Every entry below should be returned exactly as it appears, with pictures left out.

[Input data Boundary: Start]

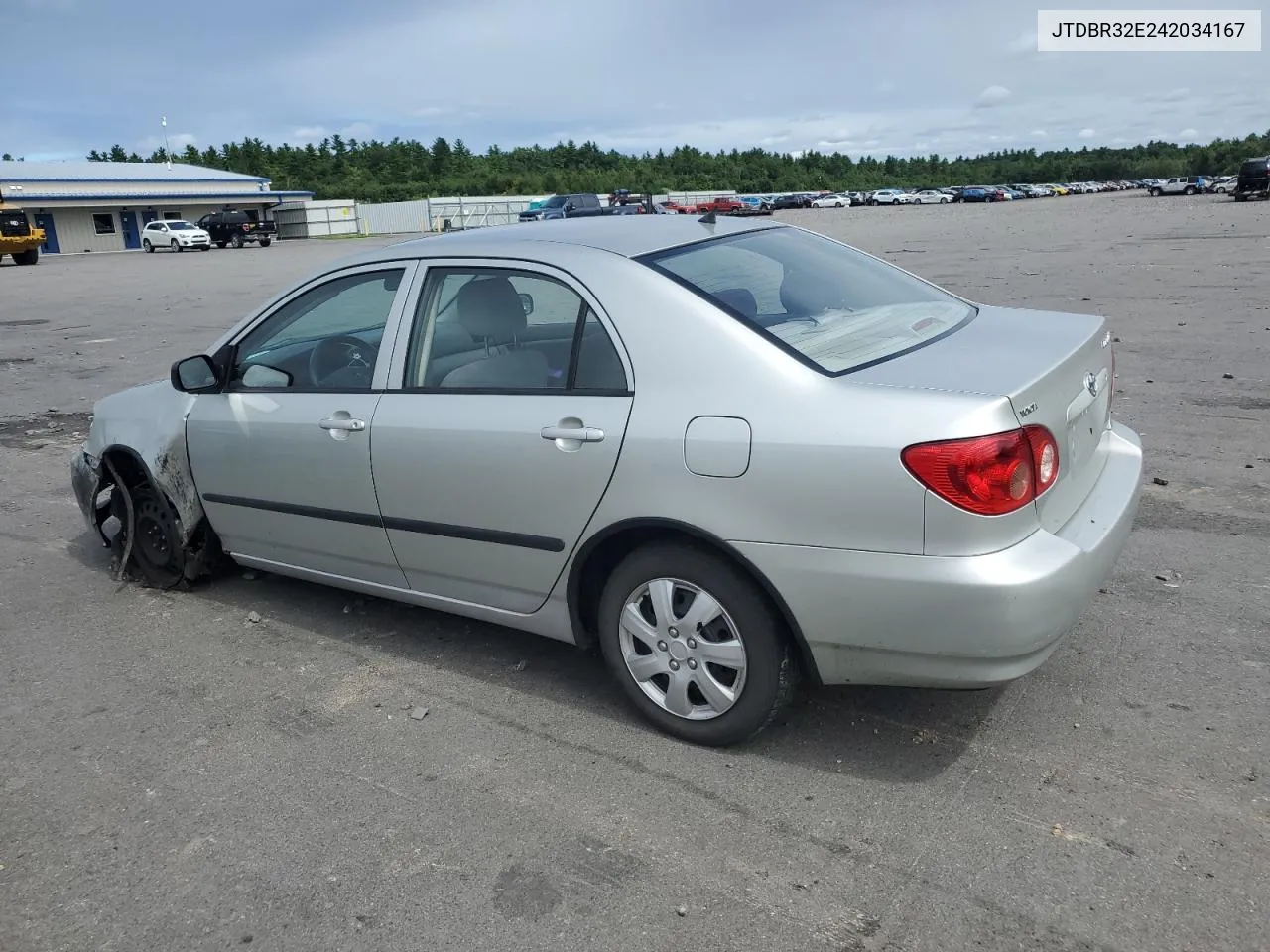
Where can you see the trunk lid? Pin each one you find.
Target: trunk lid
(1055, 368)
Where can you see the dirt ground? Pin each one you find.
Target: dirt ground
(177, 777)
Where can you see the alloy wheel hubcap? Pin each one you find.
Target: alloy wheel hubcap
(683, 649)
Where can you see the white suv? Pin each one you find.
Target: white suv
(176, 235)
(1179, 185)
(890, 195)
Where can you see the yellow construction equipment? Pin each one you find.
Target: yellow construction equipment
(17, 236)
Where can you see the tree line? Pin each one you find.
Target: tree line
(408, 169)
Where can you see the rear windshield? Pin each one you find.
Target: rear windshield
(833, 306)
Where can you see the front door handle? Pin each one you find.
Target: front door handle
(345, 424)
(581, 434)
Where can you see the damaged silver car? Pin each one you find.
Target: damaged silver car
(730, 452)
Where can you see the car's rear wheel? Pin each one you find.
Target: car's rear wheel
(695, 647)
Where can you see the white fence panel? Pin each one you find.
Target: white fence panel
(395, 217)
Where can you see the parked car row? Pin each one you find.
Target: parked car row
(935, 195)
(217, 229)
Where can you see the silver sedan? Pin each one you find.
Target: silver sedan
(729, 452)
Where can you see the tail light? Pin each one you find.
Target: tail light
(987, 475)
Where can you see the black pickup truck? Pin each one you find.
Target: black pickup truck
(564, 207)
(238, 229)
(584, 206)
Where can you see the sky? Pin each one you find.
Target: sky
(855, 76)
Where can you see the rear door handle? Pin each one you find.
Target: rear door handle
(333, 422)
(583, 434)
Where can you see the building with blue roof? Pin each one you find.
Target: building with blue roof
(87, 206)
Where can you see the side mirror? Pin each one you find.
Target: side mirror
(195, 375)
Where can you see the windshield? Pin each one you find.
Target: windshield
(826, 302)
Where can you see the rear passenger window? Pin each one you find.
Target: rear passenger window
(598, 365)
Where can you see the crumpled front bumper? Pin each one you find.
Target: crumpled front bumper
(86, 481)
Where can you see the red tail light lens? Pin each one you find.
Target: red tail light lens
(987, 475)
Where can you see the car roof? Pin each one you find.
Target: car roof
(627, 235)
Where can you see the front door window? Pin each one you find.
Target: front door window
(326, 339)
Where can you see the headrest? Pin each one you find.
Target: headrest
(810, 294)
(489, 307)
(739, 299)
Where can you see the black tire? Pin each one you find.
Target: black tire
(157, 551)
(771, 665)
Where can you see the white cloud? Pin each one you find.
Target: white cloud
(358, 130)
(460, 70)
(992, 95)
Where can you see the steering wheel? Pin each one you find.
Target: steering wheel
(341, 353)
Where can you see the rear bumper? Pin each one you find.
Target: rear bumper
(956, 622)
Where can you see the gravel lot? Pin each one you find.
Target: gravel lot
(176, 777)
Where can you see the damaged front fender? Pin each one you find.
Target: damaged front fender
(146, 424)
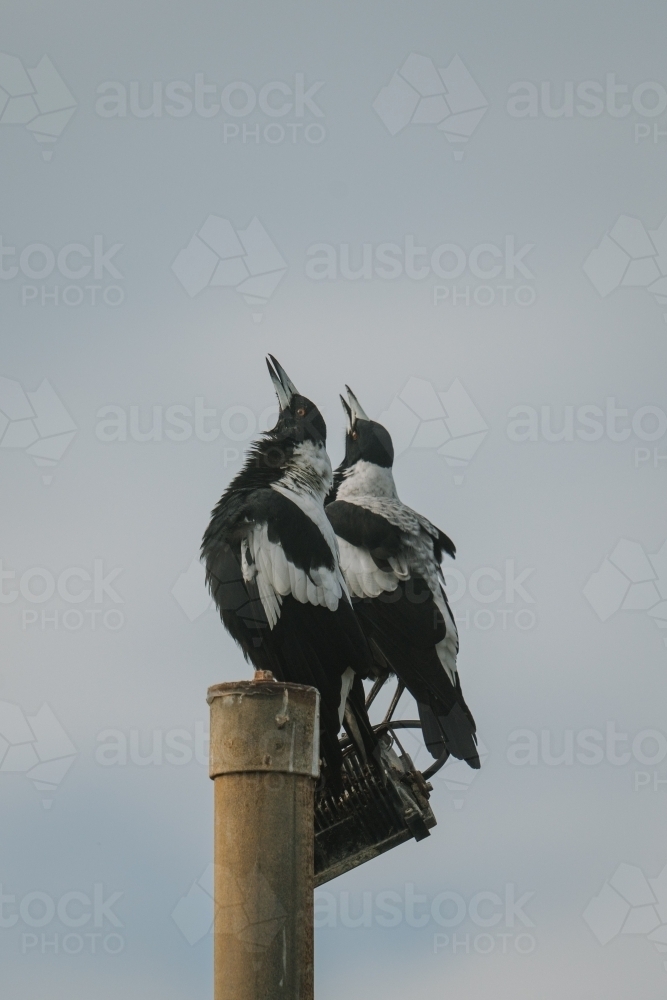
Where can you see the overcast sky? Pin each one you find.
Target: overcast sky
(456, 209)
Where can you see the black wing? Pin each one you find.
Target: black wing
(308, 644)
(405, 625)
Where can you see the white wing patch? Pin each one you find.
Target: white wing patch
(264, 562)
(447, 649)
(394, 511)
(362, 575)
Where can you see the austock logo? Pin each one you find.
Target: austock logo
(36, 746)
(65, 915)
(420, 94)
(218, 256)
(37, 99)
(250, 911)
(449, 423)
(266, 110)
(629, 579)
(629, 903)
(632, 257)
(35, 422)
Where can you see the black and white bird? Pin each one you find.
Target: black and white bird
(391, 560)
(272, 567)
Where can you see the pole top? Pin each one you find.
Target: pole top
(264, 725)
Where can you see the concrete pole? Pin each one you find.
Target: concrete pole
(264, 760)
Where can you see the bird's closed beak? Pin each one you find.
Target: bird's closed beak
(354, 410)
(282, 383)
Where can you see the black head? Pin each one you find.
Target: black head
(299, 419)
(366, 440)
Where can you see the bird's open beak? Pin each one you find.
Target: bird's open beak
(283, 385)
(354, 410)
(348, 413)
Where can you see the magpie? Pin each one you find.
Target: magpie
(391, 560)
(272, 568)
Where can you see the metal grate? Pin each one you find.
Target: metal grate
(375, 812)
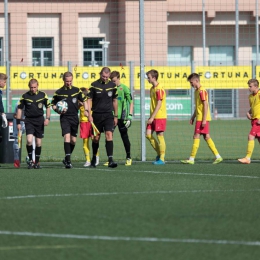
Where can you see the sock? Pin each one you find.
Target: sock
(109, 148)
(86, 149)
(195, 147)
(250, 148)
(212, 147)
(16, 150)
(37, 154)
(72, 146)
(126, 143)
(153, 143)
(162, 146)
(95, 147)
(67, 151)
(29, 151)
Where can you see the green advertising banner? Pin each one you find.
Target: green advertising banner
(176, 106)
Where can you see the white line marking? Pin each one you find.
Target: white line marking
(180, 173)
(140, 239)
(120, 193)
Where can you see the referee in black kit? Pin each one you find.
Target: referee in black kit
(69, 120)
(33, 102)
(102, 100)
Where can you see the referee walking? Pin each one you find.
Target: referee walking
(102, 100)
(33, 102)
(69, 119)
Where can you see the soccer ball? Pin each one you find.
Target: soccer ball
(62, 106)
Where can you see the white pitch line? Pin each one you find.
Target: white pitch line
(120, 193)
(181, 173)
(139, 239)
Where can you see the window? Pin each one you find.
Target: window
(42, 51)
(179, 56)
(221, 55)
(1, 52)
(92, 52)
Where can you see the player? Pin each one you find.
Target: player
(254, 115)
(33, 102)
(86, 132)
(69, 120)
(202, 115)
(3, 79)
(158, 117)
(125, 113)
(16, 147)
(102, 101)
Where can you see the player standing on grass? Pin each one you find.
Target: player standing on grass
(86, 131)
(202, 115)
(102, 101)
(69, 120)
(158, 116)
(254, 115)
(3, 78)
(32, 102)
(125, 113)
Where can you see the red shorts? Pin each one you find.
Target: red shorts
(158, 125)
(85, 130)
(201, 130)
(255, 130)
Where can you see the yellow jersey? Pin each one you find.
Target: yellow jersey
(158, 93)
(201, 95)
(82, 117)
(254, 101)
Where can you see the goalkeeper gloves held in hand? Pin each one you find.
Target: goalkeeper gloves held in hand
(4, 121)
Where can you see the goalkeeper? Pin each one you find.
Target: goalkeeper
(125, 112)
(3, 78)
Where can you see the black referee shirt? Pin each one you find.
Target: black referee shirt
(102, 95)
(33, 103)
(71, 95)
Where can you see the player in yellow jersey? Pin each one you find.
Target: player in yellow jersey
(202, 115)
(158, 116)
(86, 132)
(254, 115)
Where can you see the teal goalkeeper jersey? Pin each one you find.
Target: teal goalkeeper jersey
(124, 99)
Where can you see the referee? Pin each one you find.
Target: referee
(102, 100)
(33, 102)
(69, 119)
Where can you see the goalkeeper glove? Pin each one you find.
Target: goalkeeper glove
(4, 121)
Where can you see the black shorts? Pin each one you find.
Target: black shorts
(104, 121)
(69, 125)
(35, 126)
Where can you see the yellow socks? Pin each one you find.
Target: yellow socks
(86, 149)
(153, 143)
(195, 147)
(250, 148)
(162, 146)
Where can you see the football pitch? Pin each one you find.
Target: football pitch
(175, 211)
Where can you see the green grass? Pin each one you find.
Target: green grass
(199, 208)
(230, 137)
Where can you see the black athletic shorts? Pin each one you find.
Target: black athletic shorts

[Input data Boundary: End]

Reply to the task ▸
Where can you see the trunk lid? Pin each one you find.
Target: trunk lid
(1055, 368)
Where can you see the dirt ground? Pin each one you find.
Target: dirt ground
(177, 777)
Where can you see the alloy wheel hubcap? Pin each one you find.
Target: alloy wheel hubcap
(683, 649)
Where can you see the white suv? Pin each one you find.
Target: white suv
(176, 235)
(1179, 185)
(890, 195)
Where can you see the yellow construction equipment? Pin each one you find.
Target: yellow construction equipment
(17, 236)
Where can you see the tree line? Pin each one you find.
Target: tree line
(408, 169)
Where can you see the rear windshield? Pin each one you find.
Target: rear windshield
(833, 306)
Where can you see the front door handle? Pin each one you find.
Target: front door handle
(345, 424)
(581, 434)
Where can you see the damaged silver car? Pin each one you find.
Target: damaged silver car
(730, 452)
Where can you see the car's rear wheel? Pin each one you find.
Target: car's rear wheel
(695, 647)
Where can you see the white fence panel? Pin each one you find.
Target: white fence panel
(395, 217)
Where can you see the parked car row? Pin each one you find.
Target: parked car row
(935, 195)
(217, 229)
Where can you see the silver sedan? Pin each one you find.
Target: silver sedan
(729, 452)
Where can you see the tail light? Pin each one you find.
Target: tail light
(987, 475)
Where can you see the black pickup truck? Pin each one you find.
Target: black pickup truck
(564, 207)
(238, 229)
(584, 206)
Where can you see the sky? Pin each one you find.
Target: sky
(855, 76)
Where can you see the rear door handle? Pin each one you find.
Target: rear door handle
(333, 422)
(583, 434)
Where can you see the building with blue roof? Pin each one you find.
Target: building with blue roof
(87, 206)
Where can you see the side mirror? Pin each one you find.
Target: side mirror
(195, 375)
Where can you see the windshield? Pin each one you find.
Target: windshield
(826, 302)
Where can you see the rear passenger window? Pin each one you find.
Target: rear passenger window
(598, 365)
Where can you see the crumpled front bumper? Pin each one you find.
Target: crumpled front bumper
(86, 481)
Where can you see the red tail light lens? Pin each one you find.
Target: red tail light lens
(987, 475)
Where can you see the car roof? Pin each one you find.
Target: car roof
(627, 235)
Where can you see the front door window? Pin each one you find.
Target: front door window
(326, 339)
Where can you see the headrest? Pin each one you find.
Target: headrest
(810, 294)
(489, 307)
(739, 299)
Where can you see the black tire? Pin each one you find.
Target: black tire
(157, 551)
(771, 665)
Where can you see the white cloud? Pin each one you find.
Target: white cloud
(358, 130)
(460, 70)
(992, 95)
Where can you see the steering wheel? Pin each one you find.
Target: steering wheel
(341, 353)
Where can you see the rear bumper? Pin each one you find.
Target: rear bumper
(956, 622)
Where can you see the gravel lot? Pin each one you find.
Target: gravel lot
(176, 777)
Where can you see the damaged front fender? Pin each one you find.
Target: damaged front fender
(146, 424)
Where can you see the overcast sky? Pin each one you find.
Target: overcast sky
(456, 209)
Where can you see the black wing? Pin each one you find.
Target: black wing
(308, 644)
(405, 625)
Where can you see the white wing patch? Pin each one you find.
Target: white wing patch
(264, 562)
(447, 649)
(394, 511)
(362, 575)
Where can you see the austock logo? Pin each one you find.
Target: austock logo
(36, 746)
(65, 915)
(420, 94)
(218, 256)
(37, 99)
(250, 911)
(449, 423)
(266, 110)
(629, 579)
(629, 903)
(632, 257)
(35, 422)
Where can you see the black and white bird? Pin each one you find.
Target: black and white bird
(391, 560)
(272, 567)
Where can you see the pole top? Pin each one you find.
Target: pole top
(264, 725)
Where can you see the concrete pole? Pin each one you find.
Target: concrete pole
(264, 760)
Where can you see the bird's closed beak? Pin each one you find.
Target: bird's closed beak
(354, 410)
(282, 383)
Where can you see the black head? Pin each one you find.
Target: black head
(299, 419)
(366, 440)
Where can you see the bird's open beak? Pin each one you find.
Target: bird's open beak
(283, 385)
(354, 410)
(348, 413)
Where can you see the magpie? Pin each one you find.
Target: magpie
(391, 560)
(272, 568)
Where can you see the metal grate? Pin each one you find.
Target: metal grate
(375, 812)
Where can you see the sock? Pin each one you find.
Target: sock
(109, 148)
(86, 149)
(195, 147)
(250, 148)
(212, 147)
(16, 150)
(37, 154)
(72, 146)
(126, 143)
(153, 143)
(162, 146)
(95, 147)
(67, 151)
(29, 151)
Where can you see the green advertising banner? Pin each one you find.
Target: green advertising banner
(176, 106)
Where can you see the white line marking? Pin each one you find.
Target: white line marking
(180, 173)
(140, 239)
(120, 193)
Where can you see the referee in black kit? Pin each one you find.
Target: referee in black kit
(69, 120)
(33, 102)
(102, 100)
Where can you see the referee walking? Pin each one you find.
Target: referee walking
(102, 100)
(33, 102)
(69, 119)
Where can you see the soccer ball? Pin each one you find.
Target: soccer ball
(62, 106)
Where can you see the white pitch line? Pin each one you find.
Target: white pitch line
(120, 193)
(181, 173)
(139, 239)
Where can you see the window? Pin each one you find.
Target: window
(42, 51)
(179, 56)
(221, 55)
(1, 52)
(92, 52)
Where can you see the player? Pin each one you find.
Target: player
(254, 115)
(33, 102)
(86, 132)
(69, 120)
(202, 115)
(3, 79)
(158, 117)
(125, 113)
(16, 147)
(102, 101)
Where can you see the player standing on grass? Pin each one you find.
Target: player standing on grass
(86, 131)
(202, 115)
(102, 101)
(69, 120)
(158, 116)
(254, 115)
(3, 78)
(32, 102)
(125, 113)
Where can you see the red shorts? Pin each one you find.
Target: red shorts
(158, 125)
(85, 130)
(201, 130)
(255, 130)
Where can you see the yellow jersey? Pin each one you find.
Target: yellow jersey
(158, 93)
(201, 95)
(82, 117)
(254, 101)
Where can you see the goalkeeper gloves held in hand? Pin each one you find.
Target: goalkeeper gloves held in hand
(4, 121)
Where can you see the goalkeeper? Pin each one you find.
Target: goalkeeper
(125, 112)
(3, 78)
Where can you see the black referee shirt? Pin each one you find.
Target: black referee shirt
(102, 95)
(33, 103)
(71, 95)
Where can you see the player in yellow jersey? Pin each one you find.
Target: player in yellow jersey
(202, 115)
(158, 116)
(86, 132)
(254, 115)
Where can you see the teal goalkeeper jersey? Pin each one you find.
Target: teal goalkeeper jersey
(124, 99)
Where can you see the referee? Pin each one you find.
Target: referee
(102, 100)
(33, 102)
(69, 119)
Where can you see the goalkeeper glove? Pin each one you find.
Target: goalkeeper glove
(4, 121)
Where can you see the black shorts? Pin each one you find.
Target: black shorts
(104, 121)
(69, 125)
(35, 126)
Where can you see the yellow socks? Pin each one you find.
Target: yellow socks
(86, 149)
(153, 143)
(195, 147)
(250, 148)
(162, 146)
Where can you see the football pitch? Pin each one you find.
Target: football pitch
(175, 211)
Where can you see the green grass? Pin each one you find.
Target: green grass
(199, 208)
(230, 137)
Where can you see the black athletic shorts? Pin each one you find.
Target: black athletic shorts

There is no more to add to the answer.